> **Problem requirements**
Which lines should be repeated? Exactly the one containing "the lawn, then" and every line after it through the end of the entries below.

> **The data**

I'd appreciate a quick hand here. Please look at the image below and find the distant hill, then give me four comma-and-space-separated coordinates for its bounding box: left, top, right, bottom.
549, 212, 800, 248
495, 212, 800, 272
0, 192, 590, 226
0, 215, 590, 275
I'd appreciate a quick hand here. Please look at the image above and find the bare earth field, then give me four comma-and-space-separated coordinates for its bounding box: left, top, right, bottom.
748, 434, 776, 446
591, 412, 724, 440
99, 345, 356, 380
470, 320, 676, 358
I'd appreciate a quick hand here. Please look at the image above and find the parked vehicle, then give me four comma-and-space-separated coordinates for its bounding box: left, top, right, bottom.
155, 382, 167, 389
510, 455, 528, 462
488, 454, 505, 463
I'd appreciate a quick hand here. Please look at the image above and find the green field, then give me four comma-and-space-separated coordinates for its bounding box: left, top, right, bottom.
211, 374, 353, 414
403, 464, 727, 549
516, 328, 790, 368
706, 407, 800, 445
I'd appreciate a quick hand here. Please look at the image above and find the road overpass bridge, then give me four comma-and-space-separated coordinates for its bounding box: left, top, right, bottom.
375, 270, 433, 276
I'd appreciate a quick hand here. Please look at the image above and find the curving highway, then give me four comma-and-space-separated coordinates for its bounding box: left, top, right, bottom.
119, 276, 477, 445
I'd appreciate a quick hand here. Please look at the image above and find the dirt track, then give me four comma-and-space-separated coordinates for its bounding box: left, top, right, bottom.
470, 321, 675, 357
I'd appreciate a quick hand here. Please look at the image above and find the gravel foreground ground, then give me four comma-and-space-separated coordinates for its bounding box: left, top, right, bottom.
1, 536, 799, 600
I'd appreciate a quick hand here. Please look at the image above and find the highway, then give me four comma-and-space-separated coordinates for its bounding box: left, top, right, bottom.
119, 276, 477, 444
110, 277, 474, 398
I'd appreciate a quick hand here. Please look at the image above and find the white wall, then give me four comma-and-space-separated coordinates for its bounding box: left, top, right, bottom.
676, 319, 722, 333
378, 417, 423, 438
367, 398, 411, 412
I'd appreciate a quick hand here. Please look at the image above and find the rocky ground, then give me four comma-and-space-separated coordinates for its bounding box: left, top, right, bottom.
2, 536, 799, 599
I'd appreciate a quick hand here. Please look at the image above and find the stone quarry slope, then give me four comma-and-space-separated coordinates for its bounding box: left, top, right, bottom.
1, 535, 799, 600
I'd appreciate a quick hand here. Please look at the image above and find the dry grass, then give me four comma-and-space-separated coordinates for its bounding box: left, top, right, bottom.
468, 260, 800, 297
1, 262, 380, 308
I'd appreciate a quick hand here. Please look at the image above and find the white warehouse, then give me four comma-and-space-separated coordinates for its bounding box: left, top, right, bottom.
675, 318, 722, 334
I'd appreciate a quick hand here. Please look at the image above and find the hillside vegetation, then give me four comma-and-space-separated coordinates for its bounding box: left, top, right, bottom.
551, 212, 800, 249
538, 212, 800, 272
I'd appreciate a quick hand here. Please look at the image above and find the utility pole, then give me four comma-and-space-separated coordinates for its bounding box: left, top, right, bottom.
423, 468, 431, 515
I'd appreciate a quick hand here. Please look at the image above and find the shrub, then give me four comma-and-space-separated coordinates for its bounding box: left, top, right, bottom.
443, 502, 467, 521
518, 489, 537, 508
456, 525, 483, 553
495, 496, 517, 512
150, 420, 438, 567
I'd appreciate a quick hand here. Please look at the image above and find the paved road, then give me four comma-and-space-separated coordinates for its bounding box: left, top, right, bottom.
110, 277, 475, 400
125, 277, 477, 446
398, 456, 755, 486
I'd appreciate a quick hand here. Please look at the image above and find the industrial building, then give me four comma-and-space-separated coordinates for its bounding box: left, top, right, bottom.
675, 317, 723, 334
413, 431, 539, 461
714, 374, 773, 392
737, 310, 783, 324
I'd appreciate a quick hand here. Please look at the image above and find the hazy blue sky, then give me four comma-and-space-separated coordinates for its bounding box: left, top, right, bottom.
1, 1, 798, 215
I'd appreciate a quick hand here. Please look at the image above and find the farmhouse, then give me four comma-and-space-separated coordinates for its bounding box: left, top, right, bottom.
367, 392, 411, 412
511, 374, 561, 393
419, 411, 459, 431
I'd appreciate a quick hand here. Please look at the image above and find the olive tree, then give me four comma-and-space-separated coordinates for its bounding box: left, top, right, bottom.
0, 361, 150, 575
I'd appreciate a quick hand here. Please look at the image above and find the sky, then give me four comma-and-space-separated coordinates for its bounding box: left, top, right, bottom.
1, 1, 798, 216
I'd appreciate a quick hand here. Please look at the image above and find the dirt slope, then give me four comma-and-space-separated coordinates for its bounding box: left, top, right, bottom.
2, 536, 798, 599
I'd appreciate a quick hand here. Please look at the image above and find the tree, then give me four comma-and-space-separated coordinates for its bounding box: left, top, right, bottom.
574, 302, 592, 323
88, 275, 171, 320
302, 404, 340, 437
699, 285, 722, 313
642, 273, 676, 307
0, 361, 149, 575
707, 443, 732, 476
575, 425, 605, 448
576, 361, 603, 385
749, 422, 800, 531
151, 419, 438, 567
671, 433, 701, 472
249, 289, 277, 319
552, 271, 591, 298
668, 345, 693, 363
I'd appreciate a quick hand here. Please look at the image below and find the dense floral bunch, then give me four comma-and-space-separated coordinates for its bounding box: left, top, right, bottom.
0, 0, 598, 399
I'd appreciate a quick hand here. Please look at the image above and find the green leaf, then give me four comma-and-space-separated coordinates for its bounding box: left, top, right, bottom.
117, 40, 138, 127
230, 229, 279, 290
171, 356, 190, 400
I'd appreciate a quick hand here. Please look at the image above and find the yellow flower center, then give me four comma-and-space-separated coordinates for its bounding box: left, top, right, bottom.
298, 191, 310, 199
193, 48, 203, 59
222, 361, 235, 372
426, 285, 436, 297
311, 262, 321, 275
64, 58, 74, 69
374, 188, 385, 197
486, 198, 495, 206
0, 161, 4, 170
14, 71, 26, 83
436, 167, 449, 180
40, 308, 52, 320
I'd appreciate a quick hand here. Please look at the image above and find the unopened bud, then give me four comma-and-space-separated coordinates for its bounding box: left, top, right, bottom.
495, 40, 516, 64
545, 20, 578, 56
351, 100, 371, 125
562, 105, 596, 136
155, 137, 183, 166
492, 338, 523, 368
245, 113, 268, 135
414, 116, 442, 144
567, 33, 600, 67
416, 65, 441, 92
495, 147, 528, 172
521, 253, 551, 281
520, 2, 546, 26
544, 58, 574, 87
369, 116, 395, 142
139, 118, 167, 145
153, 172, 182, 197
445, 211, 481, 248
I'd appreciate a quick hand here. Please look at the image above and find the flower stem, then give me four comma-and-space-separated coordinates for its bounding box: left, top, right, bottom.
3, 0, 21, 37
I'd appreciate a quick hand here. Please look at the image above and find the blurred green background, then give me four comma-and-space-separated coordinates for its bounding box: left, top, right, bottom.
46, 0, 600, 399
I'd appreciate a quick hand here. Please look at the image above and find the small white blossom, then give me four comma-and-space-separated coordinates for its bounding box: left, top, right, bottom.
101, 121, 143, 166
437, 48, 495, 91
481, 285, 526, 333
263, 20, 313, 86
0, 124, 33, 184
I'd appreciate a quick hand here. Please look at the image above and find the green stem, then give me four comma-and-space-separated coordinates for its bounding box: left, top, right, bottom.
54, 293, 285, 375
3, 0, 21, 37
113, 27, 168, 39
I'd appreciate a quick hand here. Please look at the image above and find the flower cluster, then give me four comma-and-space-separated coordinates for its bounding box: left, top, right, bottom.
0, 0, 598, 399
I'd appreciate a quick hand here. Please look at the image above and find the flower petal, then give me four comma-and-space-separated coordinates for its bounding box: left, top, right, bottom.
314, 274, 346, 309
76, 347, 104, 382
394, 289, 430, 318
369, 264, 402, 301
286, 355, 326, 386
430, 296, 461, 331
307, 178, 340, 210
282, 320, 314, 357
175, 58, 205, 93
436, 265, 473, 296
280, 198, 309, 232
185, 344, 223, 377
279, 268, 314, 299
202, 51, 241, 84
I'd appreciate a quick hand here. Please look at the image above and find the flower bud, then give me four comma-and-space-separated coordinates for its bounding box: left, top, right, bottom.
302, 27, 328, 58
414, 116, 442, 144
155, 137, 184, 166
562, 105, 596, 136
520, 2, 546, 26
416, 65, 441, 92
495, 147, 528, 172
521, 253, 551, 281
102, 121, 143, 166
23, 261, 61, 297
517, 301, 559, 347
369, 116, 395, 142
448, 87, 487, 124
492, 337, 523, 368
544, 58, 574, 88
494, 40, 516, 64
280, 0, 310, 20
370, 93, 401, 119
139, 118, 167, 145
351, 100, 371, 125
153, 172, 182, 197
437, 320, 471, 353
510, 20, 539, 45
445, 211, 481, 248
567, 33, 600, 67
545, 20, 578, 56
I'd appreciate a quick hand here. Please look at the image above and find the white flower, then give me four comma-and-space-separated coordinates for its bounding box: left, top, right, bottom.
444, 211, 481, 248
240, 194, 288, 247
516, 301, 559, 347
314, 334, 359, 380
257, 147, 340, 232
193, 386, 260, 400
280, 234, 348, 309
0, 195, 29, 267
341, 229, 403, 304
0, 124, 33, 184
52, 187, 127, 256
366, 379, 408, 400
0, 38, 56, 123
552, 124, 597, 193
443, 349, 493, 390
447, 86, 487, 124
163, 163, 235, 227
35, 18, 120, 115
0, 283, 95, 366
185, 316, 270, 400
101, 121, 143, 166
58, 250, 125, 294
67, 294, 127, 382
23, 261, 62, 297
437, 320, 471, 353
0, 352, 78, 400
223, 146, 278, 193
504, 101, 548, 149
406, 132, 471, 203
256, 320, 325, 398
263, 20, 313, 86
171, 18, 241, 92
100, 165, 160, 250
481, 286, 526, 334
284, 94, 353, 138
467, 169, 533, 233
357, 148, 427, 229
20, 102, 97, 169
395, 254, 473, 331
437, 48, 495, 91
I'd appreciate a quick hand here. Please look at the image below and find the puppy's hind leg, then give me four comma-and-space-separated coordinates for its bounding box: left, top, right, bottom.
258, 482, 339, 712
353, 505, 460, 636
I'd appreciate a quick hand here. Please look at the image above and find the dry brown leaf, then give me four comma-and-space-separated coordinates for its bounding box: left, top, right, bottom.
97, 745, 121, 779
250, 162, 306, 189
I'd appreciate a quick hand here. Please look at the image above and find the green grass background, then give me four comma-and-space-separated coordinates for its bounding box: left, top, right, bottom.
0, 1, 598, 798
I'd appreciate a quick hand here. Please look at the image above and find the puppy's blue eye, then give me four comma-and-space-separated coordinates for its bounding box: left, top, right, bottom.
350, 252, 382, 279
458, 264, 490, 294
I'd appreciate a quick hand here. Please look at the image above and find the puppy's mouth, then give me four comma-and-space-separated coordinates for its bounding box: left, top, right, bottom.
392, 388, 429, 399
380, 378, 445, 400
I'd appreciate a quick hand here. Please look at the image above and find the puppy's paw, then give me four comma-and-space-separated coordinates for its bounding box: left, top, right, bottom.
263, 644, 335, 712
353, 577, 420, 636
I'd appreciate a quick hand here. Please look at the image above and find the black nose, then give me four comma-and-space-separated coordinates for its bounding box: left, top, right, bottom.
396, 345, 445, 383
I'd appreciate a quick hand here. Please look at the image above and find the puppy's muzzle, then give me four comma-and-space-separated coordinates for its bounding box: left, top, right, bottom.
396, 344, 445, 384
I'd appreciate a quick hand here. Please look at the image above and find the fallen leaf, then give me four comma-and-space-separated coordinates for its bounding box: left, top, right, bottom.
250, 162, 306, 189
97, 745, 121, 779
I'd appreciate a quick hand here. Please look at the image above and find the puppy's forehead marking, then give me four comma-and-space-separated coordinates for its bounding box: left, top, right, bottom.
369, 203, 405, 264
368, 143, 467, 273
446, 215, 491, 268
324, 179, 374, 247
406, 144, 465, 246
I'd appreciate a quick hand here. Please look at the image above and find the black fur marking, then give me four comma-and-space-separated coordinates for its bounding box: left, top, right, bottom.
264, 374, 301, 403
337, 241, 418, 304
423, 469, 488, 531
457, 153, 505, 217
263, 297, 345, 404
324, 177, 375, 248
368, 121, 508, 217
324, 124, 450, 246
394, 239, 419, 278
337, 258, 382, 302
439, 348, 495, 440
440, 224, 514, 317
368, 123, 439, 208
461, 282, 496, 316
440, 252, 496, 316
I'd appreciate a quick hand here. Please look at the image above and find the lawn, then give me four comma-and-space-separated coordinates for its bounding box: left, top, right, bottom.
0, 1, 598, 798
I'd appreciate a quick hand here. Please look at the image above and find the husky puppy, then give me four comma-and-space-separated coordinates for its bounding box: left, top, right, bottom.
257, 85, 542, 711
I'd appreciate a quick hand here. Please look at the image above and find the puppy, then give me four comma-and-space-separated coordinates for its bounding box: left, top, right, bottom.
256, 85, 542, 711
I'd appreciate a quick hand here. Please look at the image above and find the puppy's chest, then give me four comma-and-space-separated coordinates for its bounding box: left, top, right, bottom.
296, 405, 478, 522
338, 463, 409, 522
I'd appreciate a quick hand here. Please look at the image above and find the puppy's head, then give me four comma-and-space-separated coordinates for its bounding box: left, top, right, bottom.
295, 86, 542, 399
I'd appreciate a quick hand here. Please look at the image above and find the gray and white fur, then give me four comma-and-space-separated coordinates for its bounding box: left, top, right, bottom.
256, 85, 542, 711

> **Result**
I'd appreciate a quick hand here. Please look at the image above and find the lawn, then give me four comma-and-space-separated coordinates for its bounding box: left, top, right, bottom.
0, 1, 598, 798
I'd appreciate a quick hand here. Please look at the image above and find the husky puppy, then give me four comma-and-space-separated coordinates for its bounding box: left, top, right, bottom.
257, 85, 542, 711
I'd appreciate a quick hand here. Please look at the image above and find the puppy, then give me four comma-and-space-separated coordinates for its bounding box: left, top, right, bottom.
256, 85, 542, 711
I'd appreciate a quick hand here. Please look at the image above and find the puppy's chest, then give me four comma-and-space-separated coordinates for its bounding box: left, top, right, bottom.
296, 405, 478, 522
338, 463, 409, 522
I'd appreciate a quick hand here. Please look at the image above and find the puppy's head, then give me four comma-and-space-separated coordinates for its bounding box: left, top, right, bottom.
295, 86, 542, 399
I'd appreciate a quick hand here. Please look at the image above and find the gray and white fur, then give me four comma-and-space-separated coordinates for its bounding box: left, top, right, bottom.
256, 85, 542, 711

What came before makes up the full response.